### YOUR TASK:
Pick out every line of the material below that contains the string "post", treating uppercase and lowercase as different, and copy each one.

## Begin DATA LINES

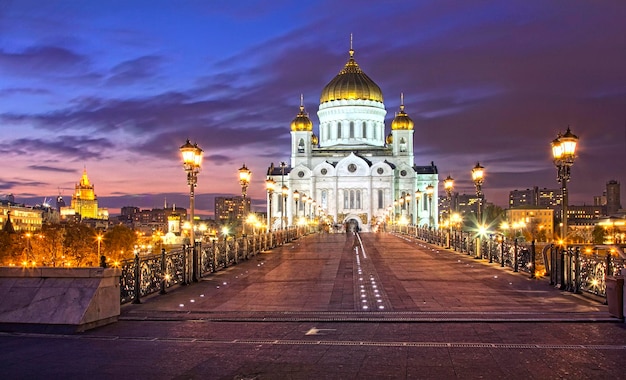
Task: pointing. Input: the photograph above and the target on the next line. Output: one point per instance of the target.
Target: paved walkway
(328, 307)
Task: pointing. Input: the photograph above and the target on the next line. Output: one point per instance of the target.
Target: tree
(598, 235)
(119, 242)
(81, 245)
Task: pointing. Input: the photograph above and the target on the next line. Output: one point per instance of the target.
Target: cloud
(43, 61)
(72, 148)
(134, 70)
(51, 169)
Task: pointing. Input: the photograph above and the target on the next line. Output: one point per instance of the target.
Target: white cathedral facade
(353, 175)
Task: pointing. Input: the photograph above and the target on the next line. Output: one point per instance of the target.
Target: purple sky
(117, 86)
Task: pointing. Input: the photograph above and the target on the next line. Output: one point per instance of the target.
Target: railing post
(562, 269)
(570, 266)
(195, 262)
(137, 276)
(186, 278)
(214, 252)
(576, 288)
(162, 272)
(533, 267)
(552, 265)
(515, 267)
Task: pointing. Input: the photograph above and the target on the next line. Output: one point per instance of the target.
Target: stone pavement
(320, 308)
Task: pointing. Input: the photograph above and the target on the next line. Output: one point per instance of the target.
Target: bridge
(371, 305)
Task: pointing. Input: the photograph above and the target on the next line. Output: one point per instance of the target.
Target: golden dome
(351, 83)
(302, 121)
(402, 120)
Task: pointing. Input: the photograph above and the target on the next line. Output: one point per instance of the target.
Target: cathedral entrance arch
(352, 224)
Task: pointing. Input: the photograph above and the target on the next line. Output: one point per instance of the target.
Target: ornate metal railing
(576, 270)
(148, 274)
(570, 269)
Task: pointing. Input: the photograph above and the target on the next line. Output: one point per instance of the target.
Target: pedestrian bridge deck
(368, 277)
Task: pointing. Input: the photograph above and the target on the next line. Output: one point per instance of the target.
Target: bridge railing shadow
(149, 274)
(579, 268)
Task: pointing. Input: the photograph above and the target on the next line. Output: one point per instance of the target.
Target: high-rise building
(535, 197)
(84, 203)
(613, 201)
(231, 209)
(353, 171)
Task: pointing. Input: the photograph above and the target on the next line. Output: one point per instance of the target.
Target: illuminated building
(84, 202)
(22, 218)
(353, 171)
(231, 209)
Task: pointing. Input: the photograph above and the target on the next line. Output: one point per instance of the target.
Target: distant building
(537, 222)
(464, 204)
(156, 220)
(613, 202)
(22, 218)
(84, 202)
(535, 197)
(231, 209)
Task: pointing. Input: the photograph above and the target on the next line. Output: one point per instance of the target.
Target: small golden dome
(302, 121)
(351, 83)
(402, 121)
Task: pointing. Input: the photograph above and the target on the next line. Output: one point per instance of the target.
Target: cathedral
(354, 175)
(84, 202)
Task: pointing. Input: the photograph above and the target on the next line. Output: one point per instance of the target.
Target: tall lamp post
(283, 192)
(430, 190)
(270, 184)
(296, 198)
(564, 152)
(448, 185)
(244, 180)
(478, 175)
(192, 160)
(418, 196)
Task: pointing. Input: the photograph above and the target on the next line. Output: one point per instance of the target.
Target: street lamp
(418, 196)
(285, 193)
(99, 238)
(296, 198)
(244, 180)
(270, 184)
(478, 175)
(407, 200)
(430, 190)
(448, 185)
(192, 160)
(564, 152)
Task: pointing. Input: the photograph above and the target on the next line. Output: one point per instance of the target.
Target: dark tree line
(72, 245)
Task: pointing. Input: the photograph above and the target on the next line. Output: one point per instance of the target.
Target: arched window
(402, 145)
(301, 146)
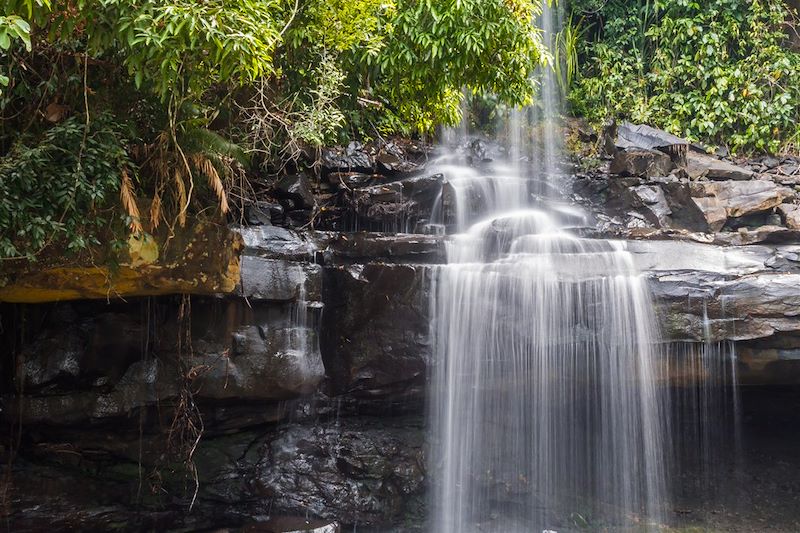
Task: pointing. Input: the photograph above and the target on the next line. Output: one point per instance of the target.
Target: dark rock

## End DATA LINES

### PROBLEM SOLUTION:
Target: railing post
Target: tall lamp post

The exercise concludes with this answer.